- ESERCIZIO ASSEGNATO 1
Trascrivi dal brano su giornali e sondaggi tutto ciò che va da "Sondaggi. I sondaggi, pur" fino a "in politica estera.".

- BRANO FORNITO
Giornali. Persino qualche giornale si sta rassegnando. Su Repubblica , Stefano Folli deve prender atto della “semiparalisi delle Camere”, delle “ambiguità che percorrono alcuni partiti” e “dell’incrinato spirito di unità nazionale”. Non è colpa di Draghi – ci mancherebbe! – ma insomma la conclusione è che “la guerra puntella una legislatura finita”. Libero tifa Berlusconi: “Se tassa la casa, Draghi va a casa”. Un calembour confortato da una certezza: “È Silvio l’ultima carta del governo”. Sulla Stampa, Marcello Sorgi fiuta il clima da ultimi giorni di scuola: “Draghi deve prepararsi a un’instabilità politica della quale la svolta movimentista di Conte è solo il primo sintomo. Ma cosa succederà quando a muoversi sarà la sinistra del Pd? E quando Salvini avrà finito la penitenza della tragicomica missione al confine con l’Ucraina?”.

Sondaggi. I sondaggi, pur genericamente benevoli nei confronti del premier, sono impietosi sulla gestione del conflitto. Le rilevazioni evidenziano soprattutto la netta contrarietà degli italiani sull’aumento delle spese militari. Ma anche sull’invio di armi in Ucraina gli istituti concordano. Per prendere l’ultimo dato di Emg, il 53 per cento preferirebbe non spedire aiuti militari, mentre solo il 35 è d’accordo. Numeri che influenzano il gradimento del governo (Ixé per la prima volta lo dà sotto il 60 per cento, al 59), non certo favorito dalle ultime uscite di Draghi (il referendum tra “pace” e “condizionatori”) e dal poco peso in politica estera.

- ESERCIZIO ASSEGNATO 2
Quante righe dell'elenco seguente contengono la parola "marble"? Rispondi soltanto con il numero.

- DATI DA ELABORARE
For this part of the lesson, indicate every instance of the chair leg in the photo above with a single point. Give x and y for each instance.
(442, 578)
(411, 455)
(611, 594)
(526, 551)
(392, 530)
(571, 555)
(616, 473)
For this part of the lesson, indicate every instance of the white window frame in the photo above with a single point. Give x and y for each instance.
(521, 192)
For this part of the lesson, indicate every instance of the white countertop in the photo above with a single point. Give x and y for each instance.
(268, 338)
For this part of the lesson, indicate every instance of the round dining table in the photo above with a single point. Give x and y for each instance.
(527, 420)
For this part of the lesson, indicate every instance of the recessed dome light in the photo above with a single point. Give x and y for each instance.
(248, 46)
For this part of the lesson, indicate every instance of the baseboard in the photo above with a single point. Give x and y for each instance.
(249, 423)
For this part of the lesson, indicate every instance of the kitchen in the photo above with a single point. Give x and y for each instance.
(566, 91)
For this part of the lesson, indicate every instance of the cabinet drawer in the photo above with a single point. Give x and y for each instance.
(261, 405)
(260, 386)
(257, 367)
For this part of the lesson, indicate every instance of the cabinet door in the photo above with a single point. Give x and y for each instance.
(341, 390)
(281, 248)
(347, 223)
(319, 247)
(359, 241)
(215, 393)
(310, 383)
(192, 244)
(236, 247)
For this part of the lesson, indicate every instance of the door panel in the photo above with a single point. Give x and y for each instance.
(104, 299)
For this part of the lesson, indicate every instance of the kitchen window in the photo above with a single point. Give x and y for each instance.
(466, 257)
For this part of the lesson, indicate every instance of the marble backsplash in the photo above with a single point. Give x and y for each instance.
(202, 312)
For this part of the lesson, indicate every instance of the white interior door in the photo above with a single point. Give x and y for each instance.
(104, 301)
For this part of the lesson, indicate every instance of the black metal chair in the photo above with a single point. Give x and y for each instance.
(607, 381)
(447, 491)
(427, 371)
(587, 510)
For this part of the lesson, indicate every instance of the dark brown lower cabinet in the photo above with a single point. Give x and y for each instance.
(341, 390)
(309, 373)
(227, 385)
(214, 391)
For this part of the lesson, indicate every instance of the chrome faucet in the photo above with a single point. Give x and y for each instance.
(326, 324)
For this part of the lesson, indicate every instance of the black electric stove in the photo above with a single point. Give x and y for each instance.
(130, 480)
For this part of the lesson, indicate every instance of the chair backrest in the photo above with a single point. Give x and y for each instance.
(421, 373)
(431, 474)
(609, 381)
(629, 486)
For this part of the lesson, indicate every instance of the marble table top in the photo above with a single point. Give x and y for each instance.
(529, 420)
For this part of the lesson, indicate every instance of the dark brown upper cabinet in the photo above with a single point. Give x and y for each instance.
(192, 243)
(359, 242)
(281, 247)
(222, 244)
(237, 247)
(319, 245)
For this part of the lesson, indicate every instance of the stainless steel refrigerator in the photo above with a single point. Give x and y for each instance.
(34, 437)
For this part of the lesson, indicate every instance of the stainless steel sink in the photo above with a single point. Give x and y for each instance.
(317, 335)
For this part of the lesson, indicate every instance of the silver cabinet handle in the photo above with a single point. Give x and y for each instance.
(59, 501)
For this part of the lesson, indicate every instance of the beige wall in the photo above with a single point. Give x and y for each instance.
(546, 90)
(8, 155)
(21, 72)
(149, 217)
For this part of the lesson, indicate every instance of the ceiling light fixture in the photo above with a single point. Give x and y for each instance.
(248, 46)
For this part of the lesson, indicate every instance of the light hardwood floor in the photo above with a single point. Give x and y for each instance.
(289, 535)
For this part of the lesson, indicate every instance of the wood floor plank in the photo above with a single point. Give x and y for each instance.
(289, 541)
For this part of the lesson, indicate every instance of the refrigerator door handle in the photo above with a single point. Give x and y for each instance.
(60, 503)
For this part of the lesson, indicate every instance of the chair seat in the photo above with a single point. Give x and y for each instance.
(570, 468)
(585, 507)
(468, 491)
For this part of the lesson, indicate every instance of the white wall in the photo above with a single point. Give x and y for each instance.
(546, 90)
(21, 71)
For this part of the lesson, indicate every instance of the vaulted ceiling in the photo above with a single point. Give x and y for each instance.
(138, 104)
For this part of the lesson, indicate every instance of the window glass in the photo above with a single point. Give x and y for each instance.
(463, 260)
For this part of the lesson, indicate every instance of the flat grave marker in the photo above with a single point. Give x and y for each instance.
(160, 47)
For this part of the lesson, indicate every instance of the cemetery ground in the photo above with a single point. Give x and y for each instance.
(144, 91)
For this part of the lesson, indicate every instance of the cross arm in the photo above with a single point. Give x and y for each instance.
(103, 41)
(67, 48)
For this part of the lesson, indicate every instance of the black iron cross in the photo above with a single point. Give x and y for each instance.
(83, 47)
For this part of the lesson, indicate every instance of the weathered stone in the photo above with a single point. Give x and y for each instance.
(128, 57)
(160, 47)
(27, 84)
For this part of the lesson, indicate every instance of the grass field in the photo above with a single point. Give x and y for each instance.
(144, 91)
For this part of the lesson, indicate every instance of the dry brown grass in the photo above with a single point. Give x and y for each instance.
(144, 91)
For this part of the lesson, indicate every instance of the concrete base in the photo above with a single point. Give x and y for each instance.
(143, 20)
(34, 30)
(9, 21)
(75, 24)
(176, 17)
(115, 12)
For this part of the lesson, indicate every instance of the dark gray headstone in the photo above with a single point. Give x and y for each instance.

- RISPOSTA ALL'ESERCIZIO 1
Sondaggi. I sondaggi, pur genericamente benevoli nei confronti del premier, sono impietosi sulla gestione del conflitto. Le rilevazioni evidenziano soprattutto la netta contrarietà degli italiani sull’aumento delle spese militari. Ma anche sull’invio di armi in Ucraina gli istituti concordano. Per prendere l’ultimo dato di Emg, il 53 per cento preferirebbe non spedire aiuti militari, mentre solo il 35 è d’accordo. Numeri che influenzano il gradimento del governo (Ixé per la prima volta lo dà sotto il 60 per cento, al 59), non certo favorito dalle ultime uscite di Draghi (il referendum tra “pace” e “condizionatori”) e dal poco peso in politica estera.

- RISPOSTA ALL'ESERCIZIO 2
2